Nearly 40 pct of Europeans suffer mental illness
* Only a third of sufferers get treatment they need
* Massive economic and social cost
* Call for early targeted treatment
LONDON, Sept 5 - Europeans are plagued by mental and neurological illnesses, with almost 165 million people or 38 percent of the population suffering each year from a brain disorder such as depression, anxiety, insomnia or dementia, according to a large new study.
With only about a third of cases receiving the therapy or medication needed, mental illnesses cause a huge economic and social burden -- measured in the hundreds of billions of euros -- as sufferers become too unwell to work and personal relationships break down.
"Mental disorders have become Europe's largest health challenge of the 21st century," the study's authors said.
At the same time, some big drug companies are backing away from investment in research on how the brain works and affects behaviour, putting the onus on governments and health charities to stump up funding for neuroscience.
"The immense treatment gap ... for mental disorders has to be closed," said Hans Ulrich Wittchen, director of the institute of clinical psychology and psychotherapy at Germany's Dresden University and the lead investigator on the European study.
"Those few receiving treatment do so with considerable delays of an average of several years and rarely with the appropriate, state-of-the-art therapies."
Wittchen led a three-year study covering 30 European countries -- the 27 European Union member states plus Switzerland, Iceland and Norway -- and a population of 514 million people.

> [GIVEN INFORMATION]:

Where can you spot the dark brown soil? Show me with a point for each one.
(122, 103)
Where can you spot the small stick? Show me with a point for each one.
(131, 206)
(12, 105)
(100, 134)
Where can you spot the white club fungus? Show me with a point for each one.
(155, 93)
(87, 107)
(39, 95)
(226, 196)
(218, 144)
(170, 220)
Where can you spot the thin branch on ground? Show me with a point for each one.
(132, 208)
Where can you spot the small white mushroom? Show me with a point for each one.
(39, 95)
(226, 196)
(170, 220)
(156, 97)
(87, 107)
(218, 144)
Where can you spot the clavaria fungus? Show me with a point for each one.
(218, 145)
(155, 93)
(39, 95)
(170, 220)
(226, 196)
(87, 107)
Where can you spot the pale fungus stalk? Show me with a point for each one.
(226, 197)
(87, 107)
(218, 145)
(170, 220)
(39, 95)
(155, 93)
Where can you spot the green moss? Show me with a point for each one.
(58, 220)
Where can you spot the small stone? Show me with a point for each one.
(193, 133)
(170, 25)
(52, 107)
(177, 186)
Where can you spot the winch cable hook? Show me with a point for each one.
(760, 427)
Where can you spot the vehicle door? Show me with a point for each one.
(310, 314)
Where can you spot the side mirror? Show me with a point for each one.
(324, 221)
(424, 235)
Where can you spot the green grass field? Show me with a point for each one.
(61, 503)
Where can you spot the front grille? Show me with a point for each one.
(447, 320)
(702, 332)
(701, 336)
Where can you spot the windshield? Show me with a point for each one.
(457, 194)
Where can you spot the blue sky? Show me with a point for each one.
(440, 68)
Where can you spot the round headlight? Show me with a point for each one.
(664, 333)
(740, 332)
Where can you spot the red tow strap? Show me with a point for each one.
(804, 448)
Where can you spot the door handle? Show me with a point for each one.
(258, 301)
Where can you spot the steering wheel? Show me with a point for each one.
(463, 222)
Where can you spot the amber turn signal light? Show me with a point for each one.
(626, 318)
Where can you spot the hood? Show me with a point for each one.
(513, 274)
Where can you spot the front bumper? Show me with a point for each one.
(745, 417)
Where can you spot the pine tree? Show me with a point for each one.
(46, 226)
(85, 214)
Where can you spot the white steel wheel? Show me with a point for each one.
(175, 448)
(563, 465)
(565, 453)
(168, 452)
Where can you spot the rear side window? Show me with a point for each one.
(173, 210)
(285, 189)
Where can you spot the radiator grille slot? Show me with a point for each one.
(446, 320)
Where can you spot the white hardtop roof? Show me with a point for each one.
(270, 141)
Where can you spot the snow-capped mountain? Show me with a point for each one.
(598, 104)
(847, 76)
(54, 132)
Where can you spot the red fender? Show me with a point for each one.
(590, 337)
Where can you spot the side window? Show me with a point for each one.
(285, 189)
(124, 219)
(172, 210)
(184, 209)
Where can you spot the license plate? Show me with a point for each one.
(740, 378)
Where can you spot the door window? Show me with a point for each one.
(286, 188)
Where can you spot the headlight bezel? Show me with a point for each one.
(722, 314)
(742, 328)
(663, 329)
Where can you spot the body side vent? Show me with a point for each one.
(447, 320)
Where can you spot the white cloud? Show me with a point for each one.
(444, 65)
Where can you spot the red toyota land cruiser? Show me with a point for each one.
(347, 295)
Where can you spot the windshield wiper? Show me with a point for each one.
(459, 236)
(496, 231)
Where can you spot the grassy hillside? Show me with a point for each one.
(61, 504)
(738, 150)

> [TO DO]:
Reproduce the passage of the article on mental illness in Europe from "With only about" up to and including "study's authors said.".

> [ANSWER TO THIS EXERCISE]:
With only about a third of cases receiving the therapy or medication needed, mental illnesses cause a huge economic and social burden -- measured in the hundreds of billions of euros -- as sufferers become too unwell to work and personal relationships break down.
"Mental disorders have become Europe's largest health challenge of the 21st century," the study's authors said.